Liberated from its frame, the vitality of the painting invades the room on various supports, which results in an augmented viewing experience. Like independent phenomenons emerging from the original work of his paintings, his ‘Figures’ take up space on the windows or walls. Fragments are hanged to the ceiling, while three-dimensional sculptural unities become autonomous living organisms. The jumping off point art piece multiplies itself through an explosion into other lives in the exhibition.

Through an organic body of work of installations, photographs, signed multiples, or prints, the artist cultivates his aesthetic of vibrant colors surge. He incorporates writings and natural elements as energies that assist the work in the creative process.

The exhibition is accompanied by music as a means to awaken awareness for the vibrations of the art. The artist becomes aware of the completion of the work when it resonates wholly, as both music and art can touch a higher frequency. The colors tones he applies frenetically, like music notes dancing on the drawings, interact with what is true to the soul, and trigger all the senses.  

On the main original canvas, the thick layers of paint are the essence of his “panning technique”, a process usually associated with audio recording. Infinitely adjustable and rotative, his works exceed the fixed gaze and suggest an expansive view and endless possibilities of interpretations.

 

 

The Experience is thus incredibly immersive and takes the individual into the heart of the latter’s self universe. Moving forms devoid of a figurative depiction, his collection of paintings morphs depending on what resonates to the viewer’s subconscious. Carlos W. Desrosiers is adamant about knowing what people perceive in his abstract landscapes, unfolding what is beyond our past and life experiences. He always seeks to manifest a different reality with innovative perspectives, and to truly engage with the everyday curious onlooker, stating that his work is “a clear mirror of self for the observer.”

Carlos W. Desrosiers’ artistic expression hinges indeed upon this notion of movement and collective subconscious. His genius resides in his creative power and spiritual overview, his belief that every object of the world possesses innate wisdom. Before considering himself as an artist 6 years ago, he had an inner desire to transfer his knowledge of the mind and “the esoteric and healing power of men” into a tangible way to awaken humanity.

 

 

Very passionate about all healing techniques including Taoism, self-development, and kinesiology, he was impacted from a young age by the “healing world” as his father is a naturopathic doctor. His thirst for knowledge, the consciousness of his self-awakening paved the way for the discovery of his real duty as an artist, and each crafted piece revealed him new techniques.

When first meditating on art history, he felt an immediate connection with Jackson Pollock’s artistic splattering as an intuitively free and uncontrollable process. What Carlos W. Desrosiers calls his “subconscious reprogramming” techniques takes on form in the painting act through losing control of his hands, leaving the physical element and unlocking his hidden potential.

 

“Beautiful images emerge out of the erratic and out of the chaos”

 

 

 

With parents coming from Haiti to America, Carlos W. Desrosiers was born in New York City in 1988. While not having an economically privileged background, Desrosiers worked at a golf course for 12 years only to later be emerged into the world of Rap music as an A&R manager at the age of 17. Developing a strong rapport with artist and working on different projects and albums, Desrosiers quickly became a key component to artists and their recording process. He has been evolving in the highest spheres of the Rap/Trap music industry, being very close to top renowned artists like Rihanna, Travis Scott, and Migos.

Written task 1 »
In the exhibition text, take the part starting at "Liberated from its" and ending at "the creative process." and rename "exhibition" to "show" throughout.
Written task 2 »
According to the exhibition text, in what year was Carlos W. Desrosiers born?

Extracted entries »
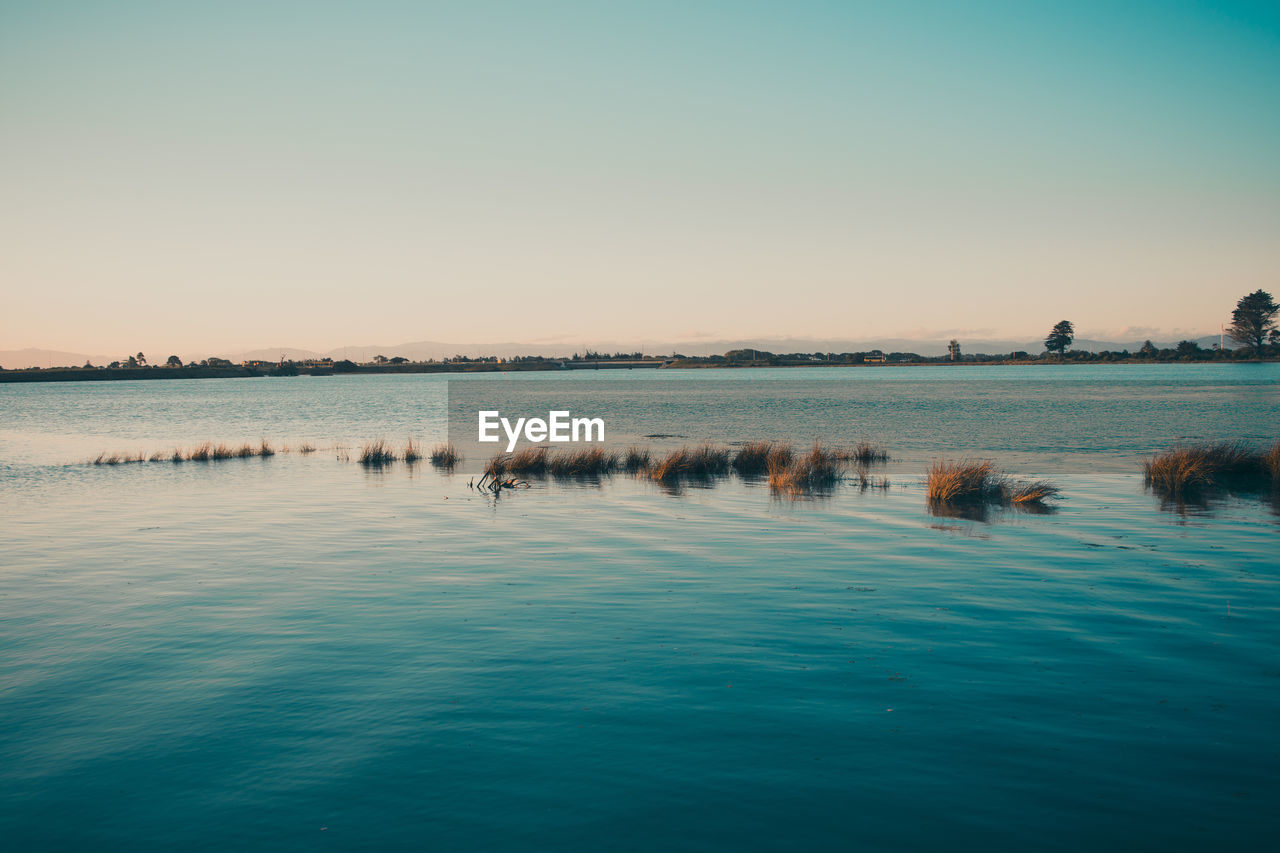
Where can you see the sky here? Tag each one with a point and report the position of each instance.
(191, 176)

* * *

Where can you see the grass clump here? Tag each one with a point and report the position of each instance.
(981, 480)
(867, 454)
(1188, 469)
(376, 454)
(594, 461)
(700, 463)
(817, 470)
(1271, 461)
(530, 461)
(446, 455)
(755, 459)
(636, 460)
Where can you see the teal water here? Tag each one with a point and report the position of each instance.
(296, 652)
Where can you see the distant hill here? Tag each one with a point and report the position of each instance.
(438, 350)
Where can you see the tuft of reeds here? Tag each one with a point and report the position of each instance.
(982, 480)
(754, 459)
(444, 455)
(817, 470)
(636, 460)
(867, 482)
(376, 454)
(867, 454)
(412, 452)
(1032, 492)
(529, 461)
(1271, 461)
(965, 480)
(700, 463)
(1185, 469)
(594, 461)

---

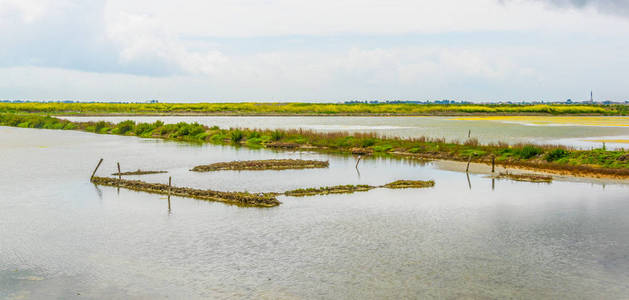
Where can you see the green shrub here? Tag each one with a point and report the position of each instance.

Full output 1 »
Liberated from its frame, the vitality of the painting invades the room on various supports, which results in an augmented viewing experience. Like independent phenomenons emerging from the original work of his paintings, his ‘Figures’ take up space on the windows or walls. Fragments are hanged to the ceiling, while three-dimensional sculptural unities become autonomous living organisms. The jumping off point art piece multiplies itself through an explosion into other lives in the show.

Through an organic body of work of installations, photographs, signed multiples, or prints, the artist cultivates his aesthetic of vibrant colors surge. He incorporates writings and natural elements as energies that assist the work in the creative process.

Full output 2 »
1988